[[ Dataset entries open ]]

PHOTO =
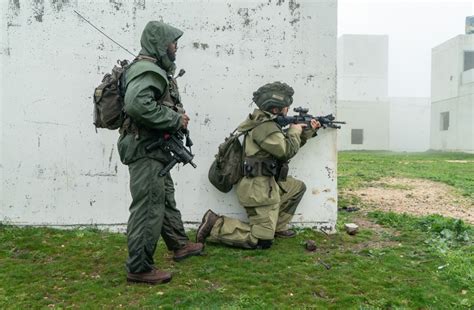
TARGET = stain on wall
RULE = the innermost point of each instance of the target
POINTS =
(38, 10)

[[ Dataset entries closed ]]
[[ Dataset entries open ]]

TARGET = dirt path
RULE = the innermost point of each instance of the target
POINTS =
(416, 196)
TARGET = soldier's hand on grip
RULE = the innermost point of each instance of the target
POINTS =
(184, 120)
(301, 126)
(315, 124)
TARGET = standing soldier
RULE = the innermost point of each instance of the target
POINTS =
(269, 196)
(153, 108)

[[ Dataset entries closed ]]
[[ Dataset entries open ]]

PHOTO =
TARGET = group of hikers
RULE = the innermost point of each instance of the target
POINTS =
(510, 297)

[[ Dataset entries closed ]]

How to complete this task => Each line of the records that holds the word "soldier" should be copied out.

Task answer =>
TARGET = soldier's hand on grip
TARGET = standing soldier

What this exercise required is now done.